**PROMPT:** Reproduce exactly the lines below, starting with the line that contains "Target: front bumper" and ending with the last line of the records, both included, and nothing else.

**TASK INPUTS:**

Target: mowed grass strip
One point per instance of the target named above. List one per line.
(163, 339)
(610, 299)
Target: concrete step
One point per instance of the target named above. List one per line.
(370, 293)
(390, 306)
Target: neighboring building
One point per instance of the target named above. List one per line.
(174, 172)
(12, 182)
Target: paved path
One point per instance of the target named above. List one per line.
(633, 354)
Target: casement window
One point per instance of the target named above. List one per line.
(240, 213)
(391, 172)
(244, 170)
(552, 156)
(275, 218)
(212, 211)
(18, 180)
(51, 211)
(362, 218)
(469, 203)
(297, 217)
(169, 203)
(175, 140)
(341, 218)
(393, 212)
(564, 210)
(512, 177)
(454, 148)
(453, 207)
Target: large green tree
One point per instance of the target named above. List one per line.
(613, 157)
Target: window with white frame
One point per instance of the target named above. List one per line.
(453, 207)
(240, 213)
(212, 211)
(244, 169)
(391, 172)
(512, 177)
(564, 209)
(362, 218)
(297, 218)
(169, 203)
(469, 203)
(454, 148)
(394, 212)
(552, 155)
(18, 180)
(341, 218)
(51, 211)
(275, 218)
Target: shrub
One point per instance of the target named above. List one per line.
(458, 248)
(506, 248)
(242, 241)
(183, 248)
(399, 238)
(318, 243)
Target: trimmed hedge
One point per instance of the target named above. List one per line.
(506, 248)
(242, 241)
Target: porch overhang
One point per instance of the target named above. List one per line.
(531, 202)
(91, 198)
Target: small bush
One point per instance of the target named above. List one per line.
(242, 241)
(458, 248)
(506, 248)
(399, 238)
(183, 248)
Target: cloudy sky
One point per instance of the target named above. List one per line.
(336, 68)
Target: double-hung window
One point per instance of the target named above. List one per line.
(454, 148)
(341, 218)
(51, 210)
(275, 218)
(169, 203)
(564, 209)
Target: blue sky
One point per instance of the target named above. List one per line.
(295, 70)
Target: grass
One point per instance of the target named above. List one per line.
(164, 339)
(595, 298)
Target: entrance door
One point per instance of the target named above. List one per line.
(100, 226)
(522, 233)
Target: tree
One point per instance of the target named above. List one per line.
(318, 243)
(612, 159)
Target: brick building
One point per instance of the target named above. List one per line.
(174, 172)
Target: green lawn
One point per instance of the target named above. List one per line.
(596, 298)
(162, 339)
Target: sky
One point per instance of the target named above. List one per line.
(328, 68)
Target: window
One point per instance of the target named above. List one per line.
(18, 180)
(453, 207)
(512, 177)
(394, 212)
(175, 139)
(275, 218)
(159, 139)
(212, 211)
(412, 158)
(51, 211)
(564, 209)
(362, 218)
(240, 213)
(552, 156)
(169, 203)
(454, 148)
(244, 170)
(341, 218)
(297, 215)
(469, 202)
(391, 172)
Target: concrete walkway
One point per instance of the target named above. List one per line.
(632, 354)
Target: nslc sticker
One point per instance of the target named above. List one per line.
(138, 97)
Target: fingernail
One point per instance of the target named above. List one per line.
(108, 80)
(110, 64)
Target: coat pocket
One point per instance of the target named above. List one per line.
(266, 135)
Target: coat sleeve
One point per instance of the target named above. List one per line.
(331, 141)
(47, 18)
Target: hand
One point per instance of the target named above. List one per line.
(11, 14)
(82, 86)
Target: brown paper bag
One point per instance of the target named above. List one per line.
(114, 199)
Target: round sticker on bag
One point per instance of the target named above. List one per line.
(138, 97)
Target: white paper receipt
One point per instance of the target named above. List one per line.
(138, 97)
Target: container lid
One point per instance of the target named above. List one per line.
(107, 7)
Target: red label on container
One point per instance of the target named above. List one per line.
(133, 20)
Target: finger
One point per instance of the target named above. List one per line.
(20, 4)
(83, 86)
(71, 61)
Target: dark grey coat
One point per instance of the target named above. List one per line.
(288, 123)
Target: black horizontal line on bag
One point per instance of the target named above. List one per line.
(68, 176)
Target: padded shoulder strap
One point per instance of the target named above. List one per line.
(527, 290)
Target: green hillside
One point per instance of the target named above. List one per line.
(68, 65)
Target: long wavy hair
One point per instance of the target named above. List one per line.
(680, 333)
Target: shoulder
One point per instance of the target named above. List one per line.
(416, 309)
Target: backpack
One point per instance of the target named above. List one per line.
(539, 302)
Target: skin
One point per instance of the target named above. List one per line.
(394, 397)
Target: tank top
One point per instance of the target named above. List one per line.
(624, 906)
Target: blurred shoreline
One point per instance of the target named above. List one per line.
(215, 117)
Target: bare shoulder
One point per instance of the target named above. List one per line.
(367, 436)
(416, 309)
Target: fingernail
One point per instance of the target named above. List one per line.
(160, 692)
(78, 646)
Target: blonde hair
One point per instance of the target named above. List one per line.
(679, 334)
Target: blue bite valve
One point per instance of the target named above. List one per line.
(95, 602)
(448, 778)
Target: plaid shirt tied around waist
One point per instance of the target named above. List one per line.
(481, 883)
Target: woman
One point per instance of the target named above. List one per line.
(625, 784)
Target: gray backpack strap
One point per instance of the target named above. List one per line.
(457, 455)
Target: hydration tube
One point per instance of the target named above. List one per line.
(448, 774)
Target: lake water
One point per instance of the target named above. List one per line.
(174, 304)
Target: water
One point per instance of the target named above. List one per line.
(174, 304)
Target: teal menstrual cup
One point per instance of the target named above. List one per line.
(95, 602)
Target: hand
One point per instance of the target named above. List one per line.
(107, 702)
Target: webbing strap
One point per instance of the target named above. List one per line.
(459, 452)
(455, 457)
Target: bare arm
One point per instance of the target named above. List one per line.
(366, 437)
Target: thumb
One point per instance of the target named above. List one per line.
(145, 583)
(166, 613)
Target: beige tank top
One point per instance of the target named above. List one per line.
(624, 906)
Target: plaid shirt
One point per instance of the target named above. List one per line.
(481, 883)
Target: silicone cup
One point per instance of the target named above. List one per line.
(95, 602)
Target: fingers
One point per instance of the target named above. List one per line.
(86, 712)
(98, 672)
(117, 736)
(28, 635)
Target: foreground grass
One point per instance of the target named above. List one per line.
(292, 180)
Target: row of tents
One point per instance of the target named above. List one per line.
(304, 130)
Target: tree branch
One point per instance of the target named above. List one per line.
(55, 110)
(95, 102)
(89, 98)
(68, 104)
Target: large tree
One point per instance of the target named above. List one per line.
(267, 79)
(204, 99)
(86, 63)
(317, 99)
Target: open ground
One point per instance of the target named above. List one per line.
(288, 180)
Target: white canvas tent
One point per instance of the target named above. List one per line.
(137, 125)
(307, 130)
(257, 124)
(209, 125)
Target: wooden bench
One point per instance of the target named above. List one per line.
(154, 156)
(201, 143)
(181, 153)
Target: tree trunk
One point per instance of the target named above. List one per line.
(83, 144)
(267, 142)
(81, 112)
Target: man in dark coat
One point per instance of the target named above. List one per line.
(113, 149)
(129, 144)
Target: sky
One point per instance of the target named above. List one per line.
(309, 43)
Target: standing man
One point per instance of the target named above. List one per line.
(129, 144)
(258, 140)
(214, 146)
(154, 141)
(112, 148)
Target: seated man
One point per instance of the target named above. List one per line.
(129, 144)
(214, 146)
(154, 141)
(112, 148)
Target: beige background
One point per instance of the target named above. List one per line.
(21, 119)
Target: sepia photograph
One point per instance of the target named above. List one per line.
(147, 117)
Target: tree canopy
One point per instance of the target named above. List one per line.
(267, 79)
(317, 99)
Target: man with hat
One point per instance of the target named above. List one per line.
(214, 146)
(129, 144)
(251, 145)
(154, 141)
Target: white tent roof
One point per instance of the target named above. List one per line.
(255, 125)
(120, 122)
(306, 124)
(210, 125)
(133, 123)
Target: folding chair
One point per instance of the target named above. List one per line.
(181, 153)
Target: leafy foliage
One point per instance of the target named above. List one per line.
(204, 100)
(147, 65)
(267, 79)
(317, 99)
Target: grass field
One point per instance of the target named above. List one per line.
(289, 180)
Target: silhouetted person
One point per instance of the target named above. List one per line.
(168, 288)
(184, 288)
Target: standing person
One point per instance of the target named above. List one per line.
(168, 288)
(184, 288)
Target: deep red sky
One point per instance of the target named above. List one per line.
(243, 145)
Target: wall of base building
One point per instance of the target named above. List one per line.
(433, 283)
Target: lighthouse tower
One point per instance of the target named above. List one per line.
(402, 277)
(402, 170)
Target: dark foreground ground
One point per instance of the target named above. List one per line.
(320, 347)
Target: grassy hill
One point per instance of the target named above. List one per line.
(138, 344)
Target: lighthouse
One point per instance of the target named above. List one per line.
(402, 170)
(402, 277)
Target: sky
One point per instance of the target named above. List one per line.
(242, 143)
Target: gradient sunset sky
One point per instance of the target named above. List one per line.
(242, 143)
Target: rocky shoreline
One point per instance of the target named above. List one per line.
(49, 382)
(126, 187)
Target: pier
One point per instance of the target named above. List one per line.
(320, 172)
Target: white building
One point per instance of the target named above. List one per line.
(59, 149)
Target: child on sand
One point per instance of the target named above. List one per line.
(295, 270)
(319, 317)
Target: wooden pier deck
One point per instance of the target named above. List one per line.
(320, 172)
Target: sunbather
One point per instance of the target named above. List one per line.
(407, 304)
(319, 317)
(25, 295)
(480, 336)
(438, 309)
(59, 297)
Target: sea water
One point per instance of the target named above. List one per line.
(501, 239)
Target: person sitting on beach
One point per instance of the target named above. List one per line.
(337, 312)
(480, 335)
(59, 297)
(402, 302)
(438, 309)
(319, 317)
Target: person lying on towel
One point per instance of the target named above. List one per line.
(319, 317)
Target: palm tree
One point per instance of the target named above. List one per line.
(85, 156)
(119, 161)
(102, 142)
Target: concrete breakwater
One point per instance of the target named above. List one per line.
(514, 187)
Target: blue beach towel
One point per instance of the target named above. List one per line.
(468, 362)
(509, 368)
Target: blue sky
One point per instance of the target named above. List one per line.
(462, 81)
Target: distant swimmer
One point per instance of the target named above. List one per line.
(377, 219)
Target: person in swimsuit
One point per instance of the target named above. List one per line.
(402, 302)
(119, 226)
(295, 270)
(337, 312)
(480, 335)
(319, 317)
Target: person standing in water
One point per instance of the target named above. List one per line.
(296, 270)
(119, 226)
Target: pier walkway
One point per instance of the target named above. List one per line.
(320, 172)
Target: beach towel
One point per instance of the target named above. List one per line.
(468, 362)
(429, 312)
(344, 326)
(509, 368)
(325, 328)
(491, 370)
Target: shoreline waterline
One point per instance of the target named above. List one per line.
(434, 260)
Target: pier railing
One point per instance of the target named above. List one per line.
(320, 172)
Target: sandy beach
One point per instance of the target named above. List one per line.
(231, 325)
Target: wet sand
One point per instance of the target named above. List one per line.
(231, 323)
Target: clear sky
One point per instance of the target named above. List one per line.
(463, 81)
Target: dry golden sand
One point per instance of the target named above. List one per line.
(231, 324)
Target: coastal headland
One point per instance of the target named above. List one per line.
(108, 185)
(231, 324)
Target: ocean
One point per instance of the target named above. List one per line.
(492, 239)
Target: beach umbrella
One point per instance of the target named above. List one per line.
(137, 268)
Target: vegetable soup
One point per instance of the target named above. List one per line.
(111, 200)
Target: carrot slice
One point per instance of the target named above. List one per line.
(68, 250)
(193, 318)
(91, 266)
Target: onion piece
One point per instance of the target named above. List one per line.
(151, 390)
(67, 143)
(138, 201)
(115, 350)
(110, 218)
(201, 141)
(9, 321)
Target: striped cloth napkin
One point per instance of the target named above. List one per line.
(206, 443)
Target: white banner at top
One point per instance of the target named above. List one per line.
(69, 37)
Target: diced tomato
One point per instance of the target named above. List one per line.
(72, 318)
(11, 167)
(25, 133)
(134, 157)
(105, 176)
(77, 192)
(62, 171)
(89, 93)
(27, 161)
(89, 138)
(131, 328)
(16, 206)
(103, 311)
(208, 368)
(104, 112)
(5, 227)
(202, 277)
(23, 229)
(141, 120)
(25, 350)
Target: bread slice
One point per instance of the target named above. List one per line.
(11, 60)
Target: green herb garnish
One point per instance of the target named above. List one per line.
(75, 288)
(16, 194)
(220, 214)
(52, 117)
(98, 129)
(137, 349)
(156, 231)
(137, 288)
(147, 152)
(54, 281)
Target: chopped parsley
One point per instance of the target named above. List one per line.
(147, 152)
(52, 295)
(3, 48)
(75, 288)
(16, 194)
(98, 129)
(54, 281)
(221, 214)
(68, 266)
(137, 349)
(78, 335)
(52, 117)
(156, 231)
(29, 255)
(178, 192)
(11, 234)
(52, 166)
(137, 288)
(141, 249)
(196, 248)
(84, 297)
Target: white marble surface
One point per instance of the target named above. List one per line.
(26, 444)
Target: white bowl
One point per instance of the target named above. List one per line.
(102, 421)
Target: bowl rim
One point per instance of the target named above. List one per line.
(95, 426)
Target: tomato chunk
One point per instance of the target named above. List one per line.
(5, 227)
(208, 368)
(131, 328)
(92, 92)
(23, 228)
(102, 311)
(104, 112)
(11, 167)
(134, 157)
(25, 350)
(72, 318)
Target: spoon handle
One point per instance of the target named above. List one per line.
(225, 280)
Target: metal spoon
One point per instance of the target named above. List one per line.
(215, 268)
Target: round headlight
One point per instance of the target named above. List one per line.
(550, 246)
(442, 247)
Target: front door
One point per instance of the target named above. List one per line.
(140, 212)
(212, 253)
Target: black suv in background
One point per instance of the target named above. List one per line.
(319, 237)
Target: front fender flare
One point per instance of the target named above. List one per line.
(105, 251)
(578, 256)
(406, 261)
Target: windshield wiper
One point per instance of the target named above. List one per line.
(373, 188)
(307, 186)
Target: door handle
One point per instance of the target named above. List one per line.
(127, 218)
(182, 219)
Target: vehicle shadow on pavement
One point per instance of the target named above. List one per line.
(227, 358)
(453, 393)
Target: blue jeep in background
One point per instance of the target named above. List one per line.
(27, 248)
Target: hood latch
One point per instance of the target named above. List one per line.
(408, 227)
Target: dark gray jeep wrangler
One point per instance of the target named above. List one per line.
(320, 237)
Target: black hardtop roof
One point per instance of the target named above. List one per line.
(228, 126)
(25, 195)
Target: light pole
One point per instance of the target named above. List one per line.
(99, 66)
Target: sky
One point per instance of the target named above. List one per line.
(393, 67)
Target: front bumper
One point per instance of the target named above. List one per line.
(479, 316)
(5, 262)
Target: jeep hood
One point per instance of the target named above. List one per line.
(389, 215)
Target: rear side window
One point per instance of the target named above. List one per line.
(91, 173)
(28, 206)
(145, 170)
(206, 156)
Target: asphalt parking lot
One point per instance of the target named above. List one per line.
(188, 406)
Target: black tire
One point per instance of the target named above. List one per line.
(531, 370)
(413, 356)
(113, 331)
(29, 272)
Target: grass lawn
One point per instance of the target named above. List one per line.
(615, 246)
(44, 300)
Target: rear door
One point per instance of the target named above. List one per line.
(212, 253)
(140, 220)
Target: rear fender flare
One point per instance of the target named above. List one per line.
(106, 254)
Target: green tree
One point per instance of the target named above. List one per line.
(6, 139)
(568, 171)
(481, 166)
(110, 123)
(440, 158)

**TASK ANSWER:**
Target: front bumper
One point per instance of the target named above. List one per line.
(479, 316)
(5, 262)
Target: jeep hood
One point per instance of the target named above. List one per line.
(389, 215)
Target: rear side window
One point per instance of the target named above. List one per line.
(91, 173)
(28, 206)
(145, 170)
(206, 156)
Target: asphalt parking lot
One point per instance of the target named above. List one per line.
(188, 406)
Target: black tire
One point per instance of the target named above. List one per line.
(531, 370)
(413, 356)
(113, 331)
(29, 272)
Target: grass lawn
One point per instance of the target named above. List one per line.
(615, 246)
(44, 300)
Target: rear door
One point per instance of the target named above. List one per line.
(212, 253)
(140, 220)
Target: rear fender flare
One point per instance of the target named above. List one per line.
(106, 254)
Target: green tree
One point per instance of the target named above. List one per line.
(6, 139)
(568, 171)
(481, 166)
(110, 123)
(440, 158)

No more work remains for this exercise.